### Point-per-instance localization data
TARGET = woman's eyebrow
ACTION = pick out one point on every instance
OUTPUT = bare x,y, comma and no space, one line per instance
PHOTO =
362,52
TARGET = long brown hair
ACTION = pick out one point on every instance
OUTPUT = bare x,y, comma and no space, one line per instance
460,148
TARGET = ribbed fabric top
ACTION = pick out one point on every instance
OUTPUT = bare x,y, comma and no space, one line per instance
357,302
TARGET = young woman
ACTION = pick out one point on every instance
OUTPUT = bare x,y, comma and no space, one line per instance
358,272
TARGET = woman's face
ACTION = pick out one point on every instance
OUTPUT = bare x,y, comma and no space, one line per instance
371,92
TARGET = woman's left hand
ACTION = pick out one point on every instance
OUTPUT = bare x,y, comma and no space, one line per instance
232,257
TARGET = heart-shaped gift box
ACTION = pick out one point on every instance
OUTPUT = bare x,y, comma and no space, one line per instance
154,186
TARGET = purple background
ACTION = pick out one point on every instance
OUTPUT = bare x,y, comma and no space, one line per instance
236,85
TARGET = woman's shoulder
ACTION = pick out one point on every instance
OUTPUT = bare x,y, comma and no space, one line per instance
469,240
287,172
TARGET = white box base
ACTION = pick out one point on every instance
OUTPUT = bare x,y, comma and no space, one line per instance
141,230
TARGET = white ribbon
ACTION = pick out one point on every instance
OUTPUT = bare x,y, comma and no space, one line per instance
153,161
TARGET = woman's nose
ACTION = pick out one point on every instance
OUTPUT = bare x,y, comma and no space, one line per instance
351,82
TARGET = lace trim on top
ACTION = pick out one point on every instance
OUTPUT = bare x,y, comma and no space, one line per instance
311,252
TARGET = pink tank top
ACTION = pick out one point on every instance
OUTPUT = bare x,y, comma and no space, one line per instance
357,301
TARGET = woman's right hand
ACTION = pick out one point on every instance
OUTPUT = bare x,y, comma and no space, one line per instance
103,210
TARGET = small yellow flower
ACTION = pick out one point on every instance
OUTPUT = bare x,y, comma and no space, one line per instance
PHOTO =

### What you have to do
Your task is to retype the records precisely as they stand.

### Task answer
TARGET = woman's eyebrow
ACTION = pick out one point on every instance
OUTPUT = bare x,y, comma and no space, one line per instance
PHOTO =
362,52
TARGET = long brown hair
ACTION = pick out one point on every instance
OUTPUT = bare x,y, comma and no space, one line per instance
460,148
TARGET = ribbed fabric top
ACTION = pick out one point on every instance
OUTPUT = bare x,y, comma and no space, one line per instance
357,302
TARGET = young woman
ACTION = pick out one point on every instance
OUTPUT = bare x,y, comma and no space, one line per instance
358,272
TARGET = woman's face
ACTION = pick out one point on every instance
OUTPUT = bare x,y, comma and no space, one line per instance
371,92
TARGET = woman's left hand
ACTION = pick out one point on every instance
OUTPUT = bare x,y, comma and no space, one line per instance
232,257
TARGET = heart-shaped gift box
ACTION = pick out one point on every instance
OUTPUT = bare x,y, comma and no space, one line per instance
154,186
TARGET = purple background
ACTION = pick out one point on every instance
OUTPUT = bare x,y, comma and no space, one line per instance
236,85
TARGET = woman's shoulder
ACTION = pick out one point on every instance
OUTPUT = bare x,y, comma and no space, one line per instance
469,240
287,172
TARGET = white box base
ACTION = pick out one point on every instance
OUTPUT = bare x,y, comma and no space, one line per instance
141,230
TARGET = white ribbon
ACTION = pick out one point on every instance
OUTPUT = bare x,y, comma and no space, one line per instance
153,161
TARGET = woman's nose
ACTION = pick out one point on every instance
OUTPUT = bare x,y, comma and no space, one line per instance
351,82
TARGET = lace trim on top
ACTION = pick out one point on every instance
OUTPUT = bare x,y, comma and no space, one line per instance
311,252
TARGET = pink tank top
ACTION = pick out one point on every instance
OUTPUT = bare x,y, comma and no space, one line per instance
357,301
TARGET = woman's right hand
ACTION = pick out one point on every instance
OUTPUT = bare x,y, comma and no space, one line per instance
103,210
TARGET = small yellow flower
ACTION = pick out one point on every instance
OUTPUT = bare x,y, comma and no space, one line per instance
PHOTO =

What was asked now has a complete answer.